══ SOURCE PASSAGE

Galoshes!!! That trend needs to die.


----------



## Divinity (Dec 14, 2007)

Crocs.  They look stupid and cheap, make for stinky feet, and cost a bundle.


----------



## Beauty Mark (Dec 14, 2007)

While I don't actually follow some of these trends, like crocs and tucking the jeans into boots, some are straight up practical. Crocs I hear are comfy. The jeans into boots; living in cold weather where the bottoms of anything get wet fast, it's only sensible to do that. I do wear galoshes, not because they're cute  but because I got tired of getting my shoes wet. Mine are burgundy with a plaid top, nothing with a print.


----------



## Dizzy (Dec 15, 2007)

I just saw this one last night for the first time- my first time working a Friday night in the mall since the summer.  

A bunch of girls (I'd say between 13-16 or so) wearing jackets, scarves, gloves, hats, etc.  And then a mini skirt with flipflops.  Why?!  Did they miss the 6 inches of snow outside and the sheet of ice the mall calls a parking lot?  

I really hope this is just a local thing, and dies soon, because this trend is just horrible.


----------



## *KT* (Dec 15, 2007)

Quote:

   Originally Posted by *Dizzy* 

 
_I just saw this one last night for the first time- my first time working a Friday night in the mall since the summer.  

A bunch of girls (I'd say between 13-16 or so) wearing jackets, scarves, gloves, hats, etc.  And then a mini skirt with flipflops.  Why?!  Did they miss the 6 inches of snow outside and the sheet of ice the mall calls a parking lot?  

I really hope this is just a local thing, and dies soon, because this trend is just horrible._

 
Maybe they are numb from the waist down and the neck up?  
	

	
	
		
		

		
			





I saw a kid at the dog park two weeks ago.  We were literally dressed up in jeans, thinsulate winter coats, 180s, and gloves... and this 12ish year old kid was walking around in shorts and a tshirt.  WTF?  And his mom was there with him.  My mom would've never let me leave the house like that in weather that cold.

════
══ DATA RECORDS

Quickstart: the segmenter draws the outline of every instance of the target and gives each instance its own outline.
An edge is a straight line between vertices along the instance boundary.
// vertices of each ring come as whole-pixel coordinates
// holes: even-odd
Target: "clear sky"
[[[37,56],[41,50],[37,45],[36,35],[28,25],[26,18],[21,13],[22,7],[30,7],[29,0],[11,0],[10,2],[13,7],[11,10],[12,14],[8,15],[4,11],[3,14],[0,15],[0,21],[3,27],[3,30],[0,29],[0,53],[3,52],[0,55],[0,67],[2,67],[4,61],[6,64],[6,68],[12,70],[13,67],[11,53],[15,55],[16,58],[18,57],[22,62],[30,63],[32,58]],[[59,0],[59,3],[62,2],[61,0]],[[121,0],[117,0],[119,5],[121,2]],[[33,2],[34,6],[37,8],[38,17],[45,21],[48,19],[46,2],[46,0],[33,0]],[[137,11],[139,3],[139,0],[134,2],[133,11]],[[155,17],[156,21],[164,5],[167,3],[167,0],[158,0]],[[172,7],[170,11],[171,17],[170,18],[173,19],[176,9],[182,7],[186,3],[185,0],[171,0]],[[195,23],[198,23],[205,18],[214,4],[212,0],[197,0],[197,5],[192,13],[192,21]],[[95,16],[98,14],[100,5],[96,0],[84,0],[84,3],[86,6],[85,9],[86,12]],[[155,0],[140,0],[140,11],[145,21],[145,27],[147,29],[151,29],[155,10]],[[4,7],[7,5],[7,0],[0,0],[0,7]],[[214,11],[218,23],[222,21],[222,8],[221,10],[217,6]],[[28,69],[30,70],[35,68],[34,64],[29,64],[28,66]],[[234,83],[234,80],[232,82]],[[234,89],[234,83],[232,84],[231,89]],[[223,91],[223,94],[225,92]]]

════
══ DATA RECORDS

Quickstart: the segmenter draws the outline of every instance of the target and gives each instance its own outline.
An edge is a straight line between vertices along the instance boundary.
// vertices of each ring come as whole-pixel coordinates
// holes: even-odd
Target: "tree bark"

════

SET TASKS
1/ In the fashion-trend thread, what do Beauty Mark's galoshes look like?
2/ Carry on the fashion-trend thread from the point where it stops.
The data shown after the fashion-trend thread is separate material with no link to the thread.

RESULTS FOR THE EXERCISE
1/ They are burgundy with a plaid top and no print.

2/
----------



## xmrsvindieselx (Dec 17, 2007)

Quote:

   Originally Posted by *eulchen* 

 
_im so going to get flamed for this, but:

Boots over trousers/jeans. seriously. it makes the asses of 99% of the women ive ever seen sporting that fashion trend look fatter than they are. this trend is only okay for girls who are super skinny and dont have any ass whatsoever. on everybody else, it is just not flattering. also, mostly the boots are not wide enough, so you have crinkles in the trousers, which looks not cool.

so please, if you´re not going to ride a horse, dont stuff your trousers into your boots._

 
I disagree with this. I do it all the time and I'd be the first one to say I'm not even close to "super skinny with no ass"..and just because I'm not doesnt mean it makes me look fat. Plus the bottom on my pants dont get wet from rain/snow.. and I can show off my hot coach boots


----------



## Suzyn (Dec 28, 2007)

Wow, just wow, thats all i can say right now.  I think Ive learned that stuff I knew was grody is grody, and that there are some very opinionated people here.  Im not offended by any of it, but I think some people worry too much about what other's wear.


----------



## mztirra (Jan 1, 2008)

i can't stand mini skirts and boots especially when it's cold.. put on some pants...

and i hate it when girls were jeans with their butt cracks showing.. it's like.. can't you feel the breeze?


----------



## amandagoesrawr (Jan 2, 2008)

Baggy sweatpants tucked into Uggs.  It's a huge trend where I live, and I can't stand it.


----------



## ghilliegirlan (Jan 11, 2008)

guys in pink shirts... pink is a girls color!... the whole plastic jewelry thing.... can I say TACKY!.... I personally like the whole "scene" style on guys... tight jeans, eyeliner and all... ugg boots.... need I say more than other people have....ballet flats... they were made for ballerinas and it should STAY that way!!! and oh yeah to all of you people who said anything about emo/goth... they're not even close and goth can be very classy sometimes.... and we DON'T think our lives suck by the way!


----------



## cno64 (Jan 11, 2008)

ghilliegirlan said:


> guys in pink shirts... pink is a girls color!...QUOTE]
> 
> I have to disagree on that point.
> I think color is for everyone.
> ...


----------



## soulstar (Jan 16, 2008)

FLIP FLOPS IN THE WINTER!!! OMG!
Uggs with skirts and/or shorts..
Extreeeeme flares that go over your shoes!
Grosss!


----------



## j_absinthe (Jan 16, 2008)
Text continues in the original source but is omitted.